Set task: Copy the lines of the data below verbatim, from the line with "the monkey's ear" to the line with "pixel 511 78", including both.

* Begin *

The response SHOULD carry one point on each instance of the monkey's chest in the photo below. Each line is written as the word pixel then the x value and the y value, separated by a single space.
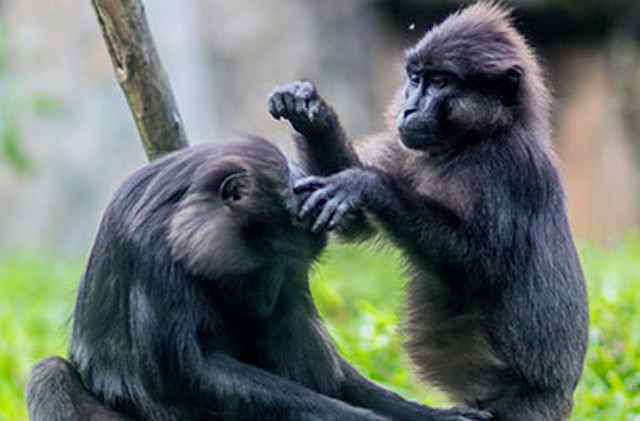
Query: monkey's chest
pixel 294 346
pixel 449 343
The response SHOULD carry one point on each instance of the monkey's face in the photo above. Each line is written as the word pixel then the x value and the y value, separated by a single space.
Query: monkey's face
pixel 447 108
pixel 238 215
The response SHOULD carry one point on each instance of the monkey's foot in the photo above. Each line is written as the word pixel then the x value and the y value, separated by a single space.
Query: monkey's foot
pixel 463 414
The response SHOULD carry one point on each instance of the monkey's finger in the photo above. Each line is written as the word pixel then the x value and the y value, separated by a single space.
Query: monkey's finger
pixel 276 105
pixel 309 184
pixel 315 200
pixel 289 102
pixel 326 215
pixel 341 211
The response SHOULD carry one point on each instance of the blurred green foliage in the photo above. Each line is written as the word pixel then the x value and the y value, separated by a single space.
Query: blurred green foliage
pixel 15 103
pixel 359 292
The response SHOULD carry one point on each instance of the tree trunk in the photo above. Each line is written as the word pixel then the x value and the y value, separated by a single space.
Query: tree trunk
pixel 141 75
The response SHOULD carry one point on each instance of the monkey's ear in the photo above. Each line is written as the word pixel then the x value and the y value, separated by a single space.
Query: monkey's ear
pixel 233 186
pixel 511 78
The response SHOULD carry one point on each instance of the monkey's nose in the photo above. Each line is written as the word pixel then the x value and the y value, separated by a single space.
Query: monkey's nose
pixel 408 111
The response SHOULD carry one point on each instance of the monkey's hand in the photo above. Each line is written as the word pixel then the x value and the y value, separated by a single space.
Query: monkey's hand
pixel 334 197
pixel 308 113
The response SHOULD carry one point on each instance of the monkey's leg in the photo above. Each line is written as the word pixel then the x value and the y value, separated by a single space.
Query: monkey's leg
pixel 55 393
pixel 234 390
pixel 359 391
pixel 323 145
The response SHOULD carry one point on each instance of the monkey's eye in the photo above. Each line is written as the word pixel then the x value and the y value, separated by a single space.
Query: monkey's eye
pixel 414 78
pixel 233 187
pixel 439 79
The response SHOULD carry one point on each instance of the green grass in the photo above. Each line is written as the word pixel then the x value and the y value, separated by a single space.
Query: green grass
pixel 359 292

* End *

Written solution:
The response SHOULD carry one point on each instance of the monkey's ear in the photo above. Each line is written as the word pixel then the x value and the y value, separated by a single space.
Query: monkey's ear
pixel 233 186
pixel 511 78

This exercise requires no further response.